### DATA LISTING ###

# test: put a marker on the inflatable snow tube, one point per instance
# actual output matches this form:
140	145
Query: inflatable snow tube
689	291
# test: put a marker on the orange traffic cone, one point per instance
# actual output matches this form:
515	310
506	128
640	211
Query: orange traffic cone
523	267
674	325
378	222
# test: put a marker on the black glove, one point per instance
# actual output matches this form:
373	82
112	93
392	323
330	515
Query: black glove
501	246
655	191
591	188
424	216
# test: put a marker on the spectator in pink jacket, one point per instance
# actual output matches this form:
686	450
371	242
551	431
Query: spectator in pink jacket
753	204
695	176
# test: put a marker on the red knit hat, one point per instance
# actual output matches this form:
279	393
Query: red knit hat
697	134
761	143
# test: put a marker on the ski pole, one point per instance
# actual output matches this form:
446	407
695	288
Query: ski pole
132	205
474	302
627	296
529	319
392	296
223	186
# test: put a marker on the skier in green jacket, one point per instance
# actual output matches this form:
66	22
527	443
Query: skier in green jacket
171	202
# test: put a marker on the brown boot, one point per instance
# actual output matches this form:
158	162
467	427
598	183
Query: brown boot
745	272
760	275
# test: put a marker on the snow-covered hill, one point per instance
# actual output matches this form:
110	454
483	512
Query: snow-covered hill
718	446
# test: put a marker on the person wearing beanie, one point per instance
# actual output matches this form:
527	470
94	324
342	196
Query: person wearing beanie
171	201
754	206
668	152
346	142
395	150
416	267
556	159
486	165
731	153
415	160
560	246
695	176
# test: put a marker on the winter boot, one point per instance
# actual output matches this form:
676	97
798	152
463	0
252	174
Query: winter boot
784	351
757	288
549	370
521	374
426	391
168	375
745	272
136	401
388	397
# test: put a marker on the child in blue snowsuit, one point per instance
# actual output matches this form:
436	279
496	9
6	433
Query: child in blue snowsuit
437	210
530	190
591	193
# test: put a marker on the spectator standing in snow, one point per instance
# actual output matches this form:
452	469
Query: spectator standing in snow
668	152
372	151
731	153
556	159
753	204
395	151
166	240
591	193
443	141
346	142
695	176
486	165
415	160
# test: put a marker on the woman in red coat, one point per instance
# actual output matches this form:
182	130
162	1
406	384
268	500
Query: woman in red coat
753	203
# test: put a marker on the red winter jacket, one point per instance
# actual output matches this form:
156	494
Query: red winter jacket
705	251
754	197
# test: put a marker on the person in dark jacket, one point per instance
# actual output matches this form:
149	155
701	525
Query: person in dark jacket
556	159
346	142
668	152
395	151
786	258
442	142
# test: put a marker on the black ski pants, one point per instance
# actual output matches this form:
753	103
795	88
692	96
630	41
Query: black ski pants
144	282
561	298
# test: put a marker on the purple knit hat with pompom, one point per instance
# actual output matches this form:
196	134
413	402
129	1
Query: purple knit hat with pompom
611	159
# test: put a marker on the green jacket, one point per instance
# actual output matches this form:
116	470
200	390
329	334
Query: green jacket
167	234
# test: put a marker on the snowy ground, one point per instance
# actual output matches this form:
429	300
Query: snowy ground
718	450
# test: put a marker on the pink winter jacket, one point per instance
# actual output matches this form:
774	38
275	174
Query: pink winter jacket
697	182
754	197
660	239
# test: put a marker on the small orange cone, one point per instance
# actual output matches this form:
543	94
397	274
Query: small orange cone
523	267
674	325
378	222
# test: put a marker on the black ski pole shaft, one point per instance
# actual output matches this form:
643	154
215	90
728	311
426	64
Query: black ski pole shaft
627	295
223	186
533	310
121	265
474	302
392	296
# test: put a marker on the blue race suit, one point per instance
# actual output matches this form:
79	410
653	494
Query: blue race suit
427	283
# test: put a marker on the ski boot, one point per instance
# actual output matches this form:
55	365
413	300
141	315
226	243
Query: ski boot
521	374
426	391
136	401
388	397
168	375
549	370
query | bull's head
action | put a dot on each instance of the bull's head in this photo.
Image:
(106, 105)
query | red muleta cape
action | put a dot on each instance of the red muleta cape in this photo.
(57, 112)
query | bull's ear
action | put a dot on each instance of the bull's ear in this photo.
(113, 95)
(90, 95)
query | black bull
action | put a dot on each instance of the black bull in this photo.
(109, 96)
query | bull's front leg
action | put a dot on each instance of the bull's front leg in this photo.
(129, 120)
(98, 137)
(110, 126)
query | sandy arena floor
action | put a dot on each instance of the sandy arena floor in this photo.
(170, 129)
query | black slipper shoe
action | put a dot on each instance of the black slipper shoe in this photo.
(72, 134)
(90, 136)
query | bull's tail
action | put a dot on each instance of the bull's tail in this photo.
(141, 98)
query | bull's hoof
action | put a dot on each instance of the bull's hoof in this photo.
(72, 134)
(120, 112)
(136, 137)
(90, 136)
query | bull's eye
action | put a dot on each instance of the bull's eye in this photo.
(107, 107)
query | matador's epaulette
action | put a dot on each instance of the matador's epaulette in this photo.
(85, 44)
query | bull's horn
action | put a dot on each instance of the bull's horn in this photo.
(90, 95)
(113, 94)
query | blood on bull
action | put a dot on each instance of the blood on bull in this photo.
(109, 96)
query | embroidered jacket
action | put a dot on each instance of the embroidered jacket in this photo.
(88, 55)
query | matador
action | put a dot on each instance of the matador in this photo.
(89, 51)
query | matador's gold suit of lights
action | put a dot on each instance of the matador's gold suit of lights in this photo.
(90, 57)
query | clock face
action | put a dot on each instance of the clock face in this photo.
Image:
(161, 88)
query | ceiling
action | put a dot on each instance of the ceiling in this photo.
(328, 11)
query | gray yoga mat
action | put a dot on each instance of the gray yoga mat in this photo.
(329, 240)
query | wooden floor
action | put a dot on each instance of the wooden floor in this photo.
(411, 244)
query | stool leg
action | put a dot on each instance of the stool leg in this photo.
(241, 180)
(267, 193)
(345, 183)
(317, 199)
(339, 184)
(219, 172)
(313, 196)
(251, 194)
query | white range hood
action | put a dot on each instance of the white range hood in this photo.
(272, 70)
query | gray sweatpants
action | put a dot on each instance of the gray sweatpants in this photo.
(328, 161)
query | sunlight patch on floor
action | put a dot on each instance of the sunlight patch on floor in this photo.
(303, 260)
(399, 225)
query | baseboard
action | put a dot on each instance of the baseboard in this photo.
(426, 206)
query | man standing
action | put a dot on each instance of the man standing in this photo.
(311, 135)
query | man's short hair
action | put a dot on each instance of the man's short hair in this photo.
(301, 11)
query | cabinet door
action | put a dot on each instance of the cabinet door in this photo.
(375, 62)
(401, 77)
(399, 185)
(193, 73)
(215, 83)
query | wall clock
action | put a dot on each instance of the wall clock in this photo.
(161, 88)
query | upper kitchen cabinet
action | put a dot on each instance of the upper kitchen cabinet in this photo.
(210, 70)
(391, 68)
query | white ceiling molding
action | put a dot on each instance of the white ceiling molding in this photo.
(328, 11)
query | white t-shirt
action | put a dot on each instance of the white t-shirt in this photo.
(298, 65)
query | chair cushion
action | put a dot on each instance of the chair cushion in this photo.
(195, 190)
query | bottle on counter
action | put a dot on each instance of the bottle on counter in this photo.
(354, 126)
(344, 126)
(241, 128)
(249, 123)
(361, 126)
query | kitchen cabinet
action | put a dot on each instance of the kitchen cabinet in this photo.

###

TASK STATEMENT: Each line of the listing above should be output exactly.

WRITTEN SOLUTION:
# test: put a marker on the inflatable snow tube, one point per instance
# actual output matches this form:
140	145
Query: inflatable snow tube
689	291
# test: put a marker on the orange traffic cone, one point per instance
# actual output matches this form:
515	310
506	128
640	211
Query: orange traffic cone
523	267
674	325
378	222
# test: put a marker on the black glove, one point per instance
# actual output matches this form:
373	82
112	93
392	323
330	515
Query: black glove
501	246
655	191
591	188
424	216
# test: put a marker on the spectator in pink jacket, one point per instance
# actual output matches this form:
686	450
371	242
551	431
Query: spectator in pink jacket
753	204
695	176
# test: put a marker on the red knit hat, one point per instance
# actual output matches this form:
279	393
Query: red knit hat
697	134
761	143
# test: put a marker on the ski pole, one point per instance
# actual output matches this form:
446	407
695	288
Query: ski pole
132	205
474	302
627	296
529	319
392	296
223	186
# test: put a marker on the skier in green jacket, one point per instance
# actual output matches this form:
66	22
527	443
Query: skier in green jacket
171	202
# test: put a marker on the brown boot, one point per instance
# actual output matches this form:
158	162
467	427
598	183
Query: brown boot
745	272
760	275
# test: put a marker on the snow-covered hill, one point per instance
# actual output matches this form:
110	454
483	512
Query: snow-covered hill
718	446
# test: put a marker on the person wearing beanie, one point per instance
# actual output matches this form:
527	470
94	324
342	196
Query: person wearing beanie
171	201
754	206
668	152
346	142
395	150
416	267
556	159
486	165
731	153
415	160
560	246
695	176
# test: put a marker on the winter boot, one point per instance
# actual output matches this form:
676	97
798	152
463	0
252	174
Query: winter boot
784	351
757	288
549	370
521	374
426	391
168	375
745	272
136	401
388	397
# test: put a marker on the child in blue snowsuit, one point per instance
# actual output matches this form:
436	279
496	9
6	433
Query: child in blue snowsuit
437	210
530	190
591	193
# test: put a marker on the spectator standing in snow, one point per instance
# actual output matches this form:
452	469
Query: spectator standing in snow
668	152
372	151
731	153
556	159
753	204
395	151
166	240
591	193
443	141
346	142
695	176
486	165
415	160
# test: put a marker on the woman in red coat, one point per instance
# actual output matches this form:
182	130
162	1
406	384
268	500
Query: woman in red coat
753	203
# test: put a marker on the red winter jacket, one point per instance
# actual output matches this form:
156	494
Query: red winter jacket
705	251
754	197
# test: put a marker on the person in dark jacket, one point per instance
# actual output matches this form:
149	155
701	525
Query: person in dark jacket
556	159
346	142
668	152
395	151
786	258
442	142
# test: put a marker on the black ski pants, one point per instance
# actual output matches this form:
753	103
795	88
692	96
630	41
Query: black ski pants
144	282
561	298
# test: put a marker on the purple knit hat with pompom, one point per instance
# actual output matches this form:
196	134
413	402
129	1
Query: purple knit hat with pompom
611	159
# test: put a marker on the green jacket, one point per instance
# actual output matches this form:
116	470
200	390
329	334
Query: green jacket
167	234
# test: put a marker on the snowy ground, one point per instance
# actual output matches this form:
429	300
Query: snowy ground
718	450
# test: put a marker on the pink winter jacket, one point per instance
# actual output matches this form:
774	38
275	174
Query: pink winter jacket
697	182
754	197
660	239
# test: put a marker on the small orange cone, one point per instance
# actual output matches this form:
543	94
397	274
Query: small orange cone
523	267
674	325
378	222
# test: put a marker on the black ski pole shaft, one point per instance
# actual output matches this form:
643	154
215	90
728	311
426	64
Query: black ski pole shaft
627	295
223	186
533	310
121	265
474	302
392	296
# test: put a marker on the blue race suit, one point per instance
# actual output matches this form:
79	410
653	494
Query: blue race suit
427	283
# test: put a marker on the ski boot, one point per instance
# actual output matches this form:
55	365
413	300
141	315
226	243
Query: ski boot
521	374
426	391
136	401
388	397
168	375
549	370
query | bull's head
action | put a dot on each instance of the bull's head in this photo.
Image:
(106, 105)
query | red muleta cape
action | put a dot on each instance of the red muleta cape in this photo.
(57, 112)
query | bull's ear
action | put a dot on each instance of the bull's ear in this photo.
(113, 95)
(90, 95)
query | black bull
action | put a dot on each instance of the black bull in this photo.
(109, 96)
query | bull's front leg
action | put a dot on each instance of the bull's front leg in this photo.
(129, 120)
(98, 137)
(110, 126)
query | sandy arena floor
action | put a dot on each instance of the sandy arena floor in this photo.
(170, 129)
query | black slipper shoe
action | put a dot on each instance of the black slipper shoe in this photo.
(72, 134)
(90, 136)
query | bull's tail
action | put a dot on each instance of the bull's tail in this photo.
(141, 98)
query | bull's hoof
action | put a dot on each instance of the bull's hoof in this photo.
(72, 134)
(120, 112)
(136, 137)
(90, 136)
query | bull's eye
action | put a dot on each instance of the bull's eye in this photo.
(107, 107)
query | matador's epaulette
action | put a dot on each instance of the matador's epaulette in this photo.
(85, 44)
query | bull's horn
action | put a dot on each instance of the bull's horn in this photo.
(90, 95)
(113, 94)
query | blood on bull
action | put a dot on each instance of the blood on bull in this photo.
(109, 96)
query | embroidered jacket
action | put a dot on each instance of the embroidered jacket in this photo.
(88, 55)
query | matador
action | put a dot on each instance of the matador in this photo.
(89, 51)
query | matador's gold suit of lights
action | put a dot on each instance of the matador's gold suit of lights in this photo.
(90, 57)
query | clock face
action | put a dot on each instance of the clock face in this photo.
Image:
(161, 88)
query | ceiling
action | put a dot on each instance of the ceiling in this photo.
(328, 11)
query | gray yoga mat
action | put a dot on each instance of the gray yoga mat in this photo.
(329, 240)
query | wooden floor
action | put a dot on each instance of the wooden floor in this photo.
(411, 244)
query | stool leg
action | put a dot on each instance of the stool leg in this photo.
(241, 180)
(267, 193)
(345, 183)
(317, 199)
(339, 184)
(219, 172)
(313, 196)
(251, 194)
query | white range hood
action | put a dot on each instance of the white range hood in this photo.
(272, 70)
query | gray sweatpants
action | put a dot on each instance of the gray sweatpants in this photo.
(328, 161)
query | sunlight patch on floor
action | put a dot on each instance of the sunlight patch on floor in this photo.
(303, 260)
(399, 225)
query | baseboard
action | put a dot on each instance of the baseboard in this photo.
(426, 206)
query | man standing
action | put a dot on each instance of the man standing in this photo.
(311, 135)
query | man's short hair
action | put a dot on each instance of the man's short hair in this photo.
(301, 11)
query | cabinet door
action | put a dot on each instance of the cabinet door in this photo.
(375, 62)
(401, 77)
(399, 185)
(193, 73)
(215, 83)
query | wall clock
action | put a dot on each instance of the wall clock in this photo.
(161, 88)
query | upper kitchen cabinet
action | put a dot on each instance of the upper kitchen cabinet in this photo.
(210, 70)
(391, 68)
query | white ceiling molding
action | put a dot on each instance of the white ceiling molding in this photo.
(328, 11)
query | white t-shirt
action | put a dot on each instance of the white t-shirt in this photo.
(298, 65)
query | chair cushion
action | put a dot on each instance of the chair cushion in this photo.
(195, 190)
query | bottle on counter
action | put a dot on each instance of the bottle on counter in this photo.
(354, 126)
(344, 126)
(241, 128)
(249, 123)
(361, 126)
query | kitchen cabinet
action | put a dot on each instance of the kitchen cabinet in this photo.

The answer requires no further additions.